## WRITTEN TASK
Write out the records verbatim, starting at the very beginning and stopping after the line that contains "x=264, y=169".

+ + + + + + +

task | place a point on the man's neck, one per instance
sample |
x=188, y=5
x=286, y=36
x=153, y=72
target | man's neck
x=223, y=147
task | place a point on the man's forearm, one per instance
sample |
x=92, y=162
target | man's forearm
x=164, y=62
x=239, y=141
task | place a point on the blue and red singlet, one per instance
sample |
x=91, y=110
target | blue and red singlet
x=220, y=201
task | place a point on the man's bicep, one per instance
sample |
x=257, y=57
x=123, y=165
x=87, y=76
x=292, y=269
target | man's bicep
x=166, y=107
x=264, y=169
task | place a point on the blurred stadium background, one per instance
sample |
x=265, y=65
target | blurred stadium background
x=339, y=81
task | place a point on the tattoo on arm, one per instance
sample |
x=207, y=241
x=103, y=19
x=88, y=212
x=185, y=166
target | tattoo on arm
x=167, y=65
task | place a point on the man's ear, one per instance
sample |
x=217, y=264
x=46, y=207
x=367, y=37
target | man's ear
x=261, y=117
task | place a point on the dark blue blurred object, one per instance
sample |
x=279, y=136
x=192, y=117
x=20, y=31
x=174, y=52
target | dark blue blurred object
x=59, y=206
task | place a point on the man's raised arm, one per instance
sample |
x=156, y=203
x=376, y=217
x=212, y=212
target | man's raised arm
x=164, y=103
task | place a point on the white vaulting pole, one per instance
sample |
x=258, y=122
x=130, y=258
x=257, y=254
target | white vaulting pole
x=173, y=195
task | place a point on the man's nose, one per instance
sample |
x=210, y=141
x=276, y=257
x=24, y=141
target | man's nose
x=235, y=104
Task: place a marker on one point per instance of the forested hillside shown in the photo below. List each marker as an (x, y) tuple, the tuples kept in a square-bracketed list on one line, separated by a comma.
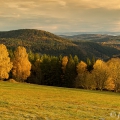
[(43, 42)]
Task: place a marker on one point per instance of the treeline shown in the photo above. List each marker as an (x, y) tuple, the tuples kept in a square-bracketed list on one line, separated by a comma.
[(63, 71)]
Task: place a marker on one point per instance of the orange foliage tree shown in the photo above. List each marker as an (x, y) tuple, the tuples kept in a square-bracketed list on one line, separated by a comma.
[(21, 65), (5, 64)]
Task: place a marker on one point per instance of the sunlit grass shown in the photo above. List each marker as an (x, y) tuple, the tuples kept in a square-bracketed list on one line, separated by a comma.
[(33, 102)]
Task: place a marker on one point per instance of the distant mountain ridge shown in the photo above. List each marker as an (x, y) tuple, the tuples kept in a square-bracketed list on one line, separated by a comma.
[(44, 42)]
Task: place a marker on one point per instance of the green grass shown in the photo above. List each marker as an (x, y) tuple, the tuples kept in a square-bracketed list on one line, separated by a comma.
[(33, 102)]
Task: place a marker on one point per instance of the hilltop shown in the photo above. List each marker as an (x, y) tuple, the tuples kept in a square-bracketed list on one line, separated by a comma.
[(44, 42)]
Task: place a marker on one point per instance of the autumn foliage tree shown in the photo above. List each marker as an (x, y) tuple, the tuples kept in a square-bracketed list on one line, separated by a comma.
[(5, 64), (21, 65), (114, 69), (100, 74)]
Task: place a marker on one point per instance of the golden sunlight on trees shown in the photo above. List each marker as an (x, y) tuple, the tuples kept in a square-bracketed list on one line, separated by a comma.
[(21, 64), (114, 69), (64, 63), (82, 71), (5, 64), (100, 74)]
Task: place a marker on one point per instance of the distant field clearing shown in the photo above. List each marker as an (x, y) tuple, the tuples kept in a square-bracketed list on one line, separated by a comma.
[(20, 101)]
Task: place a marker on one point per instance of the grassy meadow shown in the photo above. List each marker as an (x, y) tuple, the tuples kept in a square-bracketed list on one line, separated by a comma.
[(20, 101)]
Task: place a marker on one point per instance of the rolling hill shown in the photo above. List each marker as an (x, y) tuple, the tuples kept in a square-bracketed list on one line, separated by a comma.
[(43, 42)]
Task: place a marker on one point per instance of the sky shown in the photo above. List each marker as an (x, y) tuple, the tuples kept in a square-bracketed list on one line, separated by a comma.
[(60, 15)]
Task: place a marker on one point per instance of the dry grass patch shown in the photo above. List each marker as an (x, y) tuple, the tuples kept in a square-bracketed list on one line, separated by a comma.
[(34, 102)]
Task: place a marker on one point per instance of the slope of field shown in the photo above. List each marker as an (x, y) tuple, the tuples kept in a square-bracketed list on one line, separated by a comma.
[(32, 102)]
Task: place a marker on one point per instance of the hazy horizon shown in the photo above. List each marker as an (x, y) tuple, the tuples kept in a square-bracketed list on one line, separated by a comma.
[(61, 15)]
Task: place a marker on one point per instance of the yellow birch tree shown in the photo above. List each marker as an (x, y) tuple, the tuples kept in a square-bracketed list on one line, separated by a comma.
[(21, 65), (5, 64)]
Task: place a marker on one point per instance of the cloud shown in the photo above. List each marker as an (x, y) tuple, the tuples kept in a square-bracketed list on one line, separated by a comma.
[(60, 15)]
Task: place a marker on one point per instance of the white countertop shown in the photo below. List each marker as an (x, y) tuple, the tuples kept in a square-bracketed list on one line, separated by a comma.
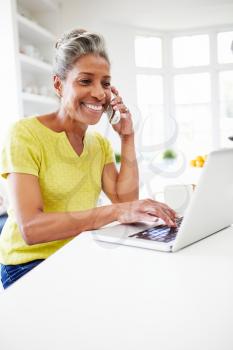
[(96, 296)]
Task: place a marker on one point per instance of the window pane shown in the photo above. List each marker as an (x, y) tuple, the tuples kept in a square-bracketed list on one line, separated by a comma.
[(148, 52), (191, 51), (150, 103), (192, 88), (225, 55), (194, 126), (149, 89), (226, 107), (151, 134)]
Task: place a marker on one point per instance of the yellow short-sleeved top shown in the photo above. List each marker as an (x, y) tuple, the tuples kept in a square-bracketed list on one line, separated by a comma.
[(68, 182)]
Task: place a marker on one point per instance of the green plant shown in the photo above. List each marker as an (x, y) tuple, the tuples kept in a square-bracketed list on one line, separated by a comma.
[(169, 154), (118, 157)]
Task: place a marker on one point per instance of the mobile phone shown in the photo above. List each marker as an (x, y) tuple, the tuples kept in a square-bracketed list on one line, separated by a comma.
[(113, 116)]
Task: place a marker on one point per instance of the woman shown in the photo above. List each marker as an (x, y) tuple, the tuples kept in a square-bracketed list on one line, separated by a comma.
[(55, 169)]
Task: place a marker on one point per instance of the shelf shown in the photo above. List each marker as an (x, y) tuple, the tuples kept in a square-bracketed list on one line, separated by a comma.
[(27, 97), (40, 6), (33, 31), (33, 64)]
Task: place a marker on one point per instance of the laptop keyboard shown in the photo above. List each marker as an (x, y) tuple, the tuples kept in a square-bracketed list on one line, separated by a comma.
[(161, 233)]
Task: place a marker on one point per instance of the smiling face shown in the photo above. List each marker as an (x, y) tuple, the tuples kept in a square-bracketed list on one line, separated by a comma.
[(86, 91)]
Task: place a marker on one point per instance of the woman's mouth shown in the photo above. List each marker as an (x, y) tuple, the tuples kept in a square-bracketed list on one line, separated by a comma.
[(93, 107)]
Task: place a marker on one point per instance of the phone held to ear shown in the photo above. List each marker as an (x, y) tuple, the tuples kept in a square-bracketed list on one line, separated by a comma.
[(113, 116)]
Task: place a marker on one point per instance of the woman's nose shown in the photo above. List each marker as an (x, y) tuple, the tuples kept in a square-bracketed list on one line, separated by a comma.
[(98, 92)]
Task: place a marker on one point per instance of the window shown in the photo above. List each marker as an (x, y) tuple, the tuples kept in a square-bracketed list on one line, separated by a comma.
[(150, 102), (148, 52), (192, 101), (225, 55), (226, 107), (191, 51), (188, 77)]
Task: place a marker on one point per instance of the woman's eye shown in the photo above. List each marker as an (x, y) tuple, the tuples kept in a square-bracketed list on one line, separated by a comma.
[(85, 81), (106, 84)]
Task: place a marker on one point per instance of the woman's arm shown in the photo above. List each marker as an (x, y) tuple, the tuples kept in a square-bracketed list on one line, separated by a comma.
[(37, 226), (122, 187)]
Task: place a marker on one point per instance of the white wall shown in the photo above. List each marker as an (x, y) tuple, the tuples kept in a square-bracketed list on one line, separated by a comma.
[(119, 40), (118, 21)]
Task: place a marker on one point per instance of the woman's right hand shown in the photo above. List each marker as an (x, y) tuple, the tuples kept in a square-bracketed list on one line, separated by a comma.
[(145, 210)]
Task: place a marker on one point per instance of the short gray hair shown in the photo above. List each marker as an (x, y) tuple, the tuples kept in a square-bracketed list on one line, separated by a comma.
[(73, 45)]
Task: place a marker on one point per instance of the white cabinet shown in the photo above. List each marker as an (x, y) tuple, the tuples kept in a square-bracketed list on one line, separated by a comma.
[(35, 50), (28, 32)]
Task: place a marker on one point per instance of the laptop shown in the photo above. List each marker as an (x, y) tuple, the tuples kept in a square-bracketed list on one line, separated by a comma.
[(210, 210)]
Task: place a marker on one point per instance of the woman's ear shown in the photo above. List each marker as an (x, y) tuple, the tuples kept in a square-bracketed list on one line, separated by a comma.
[(57, 83)]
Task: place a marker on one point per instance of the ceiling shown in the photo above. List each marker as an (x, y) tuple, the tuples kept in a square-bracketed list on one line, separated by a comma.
[(159, 14)]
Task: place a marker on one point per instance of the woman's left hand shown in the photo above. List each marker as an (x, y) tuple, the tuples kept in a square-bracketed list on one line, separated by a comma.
[(125, 125)]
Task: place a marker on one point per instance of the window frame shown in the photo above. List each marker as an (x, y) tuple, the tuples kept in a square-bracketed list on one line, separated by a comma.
[(168, 72)]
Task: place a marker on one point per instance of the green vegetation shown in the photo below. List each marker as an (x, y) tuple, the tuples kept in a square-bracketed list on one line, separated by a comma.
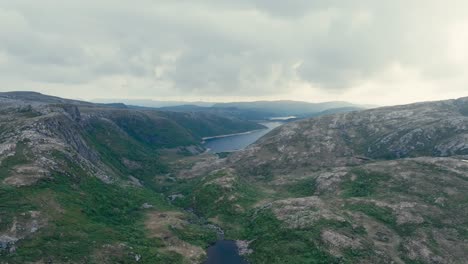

+ + + + + + +

## OUTPUT OF THE TASK
task | place a point on the man's neck, one per instance
sample |
x=188, y=5
x=286, y=36
x=153, y=72
target | man's neck
x=223, y=147
task | place a point on the man's forearm, one per instance
sample |
x=92, y=162
target | man's forearm
x=164, y=62
x=239, y=141
task | place a point on the blue and red singlet, one per instance
sample |
x=91, y=110
target | blue and red singlet
x=220, y=201
task | place a point on the man's bicep, one per instance
sample |
x=257, y=57
x=123, y=165
x=87, y=76
x=292, y=269
target | man's bicep
x=166, y=107
x=264, y=169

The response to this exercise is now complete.